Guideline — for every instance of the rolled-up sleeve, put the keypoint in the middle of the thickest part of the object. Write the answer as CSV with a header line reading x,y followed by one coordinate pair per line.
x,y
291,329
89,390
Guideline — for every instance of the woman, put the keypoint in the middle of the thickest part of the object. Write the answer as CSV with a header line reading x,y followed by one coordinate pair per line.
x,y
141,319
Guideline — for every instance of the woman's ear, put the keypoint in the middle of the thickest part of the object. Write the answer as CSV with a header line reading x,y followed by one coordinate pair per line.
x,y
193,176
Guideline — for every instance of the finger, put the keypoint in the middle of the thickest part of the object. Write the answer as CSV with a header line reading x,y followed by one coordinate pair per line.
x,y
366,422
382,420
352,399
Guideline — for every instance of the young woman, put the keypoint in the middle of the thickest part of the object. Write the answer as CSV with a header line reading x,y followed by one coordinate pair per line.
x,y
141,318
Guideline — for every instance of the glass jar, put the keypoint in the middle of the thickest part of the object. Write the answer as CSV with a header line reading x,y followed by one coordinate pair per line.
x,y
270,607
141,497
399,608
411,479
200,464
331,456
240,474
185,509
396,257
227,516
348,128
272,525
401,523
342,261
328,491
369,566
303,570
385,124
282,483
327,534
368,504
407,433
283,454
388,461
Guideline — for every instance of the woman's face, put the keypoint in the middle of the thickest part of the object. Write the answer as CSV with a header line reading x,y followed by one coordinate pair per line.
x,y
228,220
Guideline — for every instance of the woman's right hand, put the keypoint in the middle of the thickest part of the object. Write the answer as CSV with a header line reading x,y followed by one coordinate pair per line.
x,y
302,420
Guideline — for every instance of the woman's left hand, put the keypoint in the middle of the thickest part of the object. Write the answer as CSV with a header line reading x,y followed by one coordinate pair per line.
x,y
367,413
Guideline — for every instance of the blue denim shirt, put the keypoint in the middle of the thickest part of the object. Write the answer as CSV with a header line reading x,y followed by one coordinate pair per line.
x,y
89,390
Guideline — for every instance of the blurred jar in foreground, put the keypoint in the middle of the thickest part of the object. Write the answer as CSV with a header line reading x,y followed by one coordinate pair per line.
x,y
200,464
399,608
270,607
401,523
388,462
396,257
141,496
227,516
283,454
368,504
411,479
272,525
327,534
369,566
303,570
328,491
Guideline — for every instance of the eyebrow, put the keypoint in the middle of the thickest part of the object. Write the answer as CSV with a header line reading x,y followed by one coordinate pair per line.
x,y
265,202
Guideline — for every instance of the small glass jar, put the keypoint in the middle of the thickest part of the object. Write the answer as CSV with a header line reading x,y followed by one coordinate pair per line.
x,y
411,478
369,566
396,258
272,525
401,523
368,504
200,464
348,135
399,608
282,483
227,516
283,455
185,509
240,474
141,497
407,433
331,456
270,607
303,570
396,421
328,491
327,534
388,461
• • • •
◆ What the task requires
Please copy every one of the records above word for word, keeping each line unchanged and in its original order.

◆ Written answer
Guideline — for every instance of the rolled-up sleeve, put the keypoint in the middle of the thickest part of the object. Write the answer as CSV with a header line reading x,y followed by one coordinate pair per line.
x,y
291,329
89,390
Guideline — for every instance of the woman, put the keypoint in the middle of the thickest part of the object. Write the answer as CSV with a header line reading x,y followed by one coordinate pair per line.
x,y
141,319
Guideline — for every instance of the woman's ear, put the keypoint in the middle of the thickest part of the object. Write the answer as CSV with a header line reading x,y followed by one coordinate pair per line.
x,y
193,176
Guideline — for every instance of the finger, put the keypoint in the middle of the thickest part of the object. Write the answer as CSV with a header line reading x,y followed by one coordinate pair per line.
x,y
366,422
382,420
352,399
Guideline — for every instance of the young woman, put the keypoint in the middle of the thickest part of the object. Write the answer as CSV with a header line reading x,y followed by one coordinate pair per line.
x,y
141,318
Guideline — for every instance of the glass jar, put the keypoint in the middle of the thickest part of the object. Write the answer as CSV with a header line reading x,y followed by one coordinate pair per line.
x,y
270,607
141,497
399,608
411,479
200,464
331,456
240,474
185,509
396,257
227,516
348,128
272,525
401,523
342,261
328,491
369,566
303,570
385,124
282,483
327,534
368,504
407,433
283,454
388,461
Guideline — for every instance of the woman's face, put the keypoint in the middle of the thickest part of the object. Write the answer as CSV with a header line reading x,y followed by one coordinate pair per line.
x,y
228,220
Guideline — for every instance of the woman's right hand, put the keypoint in the middle of the thickest part of the object. Write the answer as CSV with a header line reading x,y followed by one coordinate pair per line.
x,y
302,420
Guideline — for every instance of the woman's left hand, put the keypoint in the middle of the thickest part of the object. Write the answer as CSV with a header line reading x,y followed by one coordinate pair per line.
x,y
367,413
Guideline — for every instance of the blue denim shirt, put the keypoint in the middle of the thickest part of the object. Write the answer as CSV with a header line reading x,y followed by one coordinate pair per line.
x,y
89,390
Guideline — for every instance of the blurred jar in foreground, put the keypoint in the middle of the thickest part of the object. Write the answer as CSV with a header line reading x,y followed by one coordinate pair per line.
x,y
200,464
399,608
270,607
401,523
388,462
396,257
141,496
227,516
283,454
368,504
411,479
272,525
327,534
369,566
303,570
328,491
Guideline — for every instance of the eyebrow, put the keypoint in the middle of the thickest part of the object. Write the answer as CSV with a header line reading x,y followed by one coordinate pair per line.
x,y
265,202
Guideline — for every instance of the small glass jar, put the keypoint in the middle of the thickest part of the object. Write the answer as CSV with a header line reading x,y followed by one coordinate pair per line.
x,y
411,478
369,566
396,258
272,525
401,523
368,504
200,464
348,135
399,608
282,483
227,516
283,455
185,509
240,474
141,497
407,433
331,456
270,607
303,570
396,421
328,491
327,534
388,461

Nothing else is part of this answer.